◆ PROBLEM STATEMENT ◆
Copy the Nexus 4 thread below, starting with "One of the best" and going on through "(Mar 27, 2012)", but put "unlocked" in place of "sim free".

◆ SUPPLIED PASSAGE ◆

++++++++++++++++++++

# Nexus 4 NOW £159!!!



## robertdon777 (Nov 3, 2005)

Holy cow batman!

One of the best phones available now sim free from Google for £159! 

Got one but ordered another for the Mrs!, £10 quid 3 contract with 100 mins, 5000 texts and unlimited net.... Boom cheap as chips.


----------



## Kerr (Mar 27, 2012)

Yeah, seen that at the start of the week and posted in another thread. 

£199 for the 16GB. 

Very aggressive pricing that will hopefully drive others down too. 

The problem is that the vast majority of people want to finance their phone. They want to get their phone for nothing and pay £45 per month, rather than even paying £100 for the phone and £30 for the phone.


----------



## robertdon777 (Nov 3, 2005)

Just can't believe how cheap it is. Far better built than the Samsung offerings.

Suppose a 4g ready nexus is due. But I don't require 4g neither does the Mrs.

Was looking at £28 a month for iphone5 for the Mrs but didn't go for it..phewwwww


----------



## Kiashuma (May 4, 2011)

I ordered one on Wednesday should be here on Monday, great price really looking forward to getting it.


----------



## kh904 (Dec 18, 2006)

I think i'll have a look as i'm looking out for a new mobile!


----------



## M4D YN (Nov 24, 2007)

cant see it for sale at 159??


----------



## Kiashuma (May 4, 2011)

Here is a link

https://play.google.com/store/devices/details/Nexus_4_8_GB?id=nexus_4_8gb


----------



## robertdon777 (Nov 3, 2005)

++++++++++++++++++++

◆ DATA PROVIDED ◆
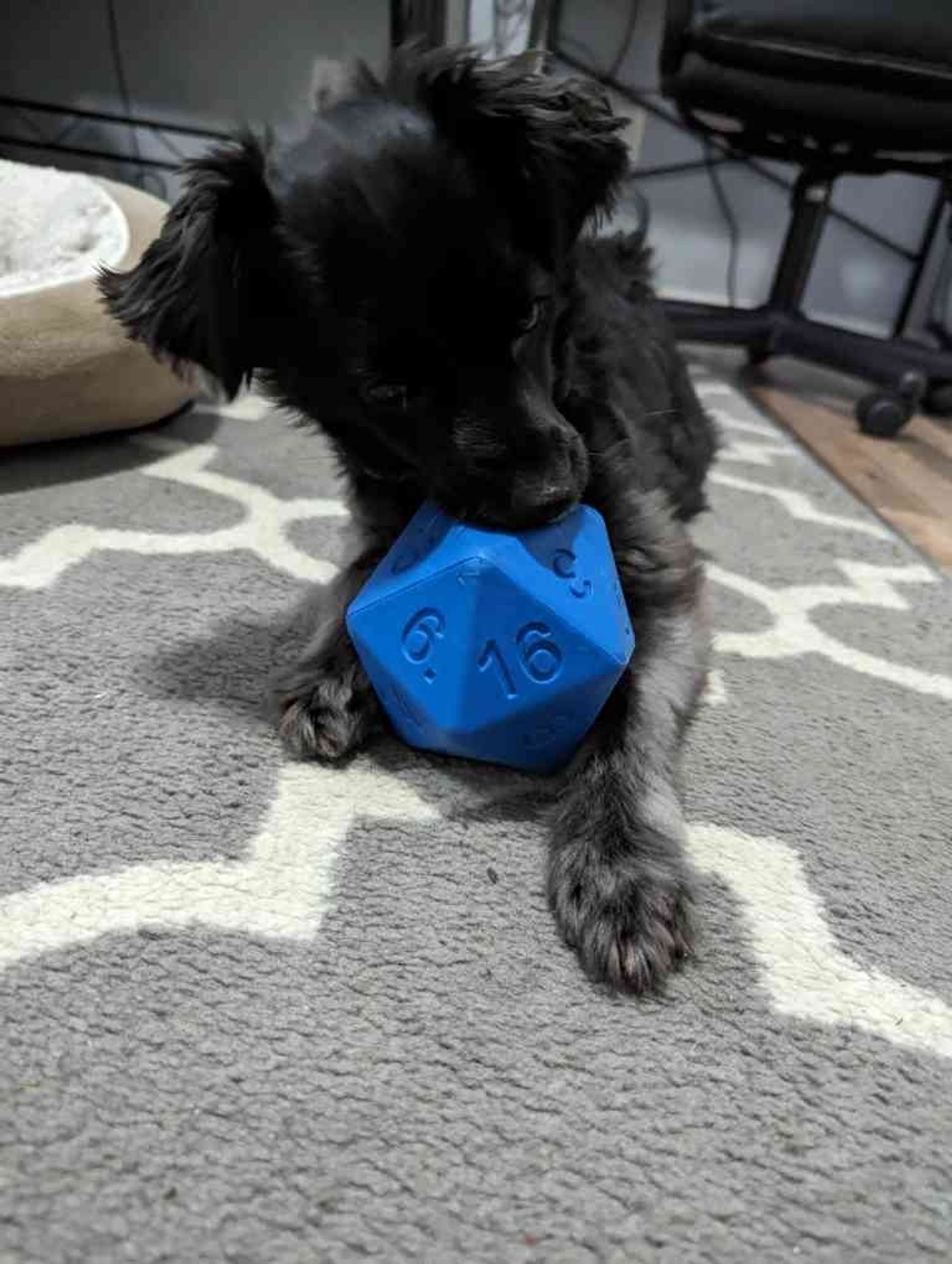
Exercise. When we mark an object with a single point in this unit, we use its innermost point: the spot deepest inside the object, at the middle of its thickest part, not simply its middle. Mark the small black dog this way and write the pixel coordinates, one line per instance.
(412, 277)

++++++++++++++++++++

◆ OUTPUT ◆
One of the best phones available now unlocked from Google for £159! 

Got one but ordered another for the Mrs!, £10 quid 3 contract with 100 mins, 5000 texts and unlimited net.... Boom cheap as chips.


----------



## Kerr (Mar 27, 2012)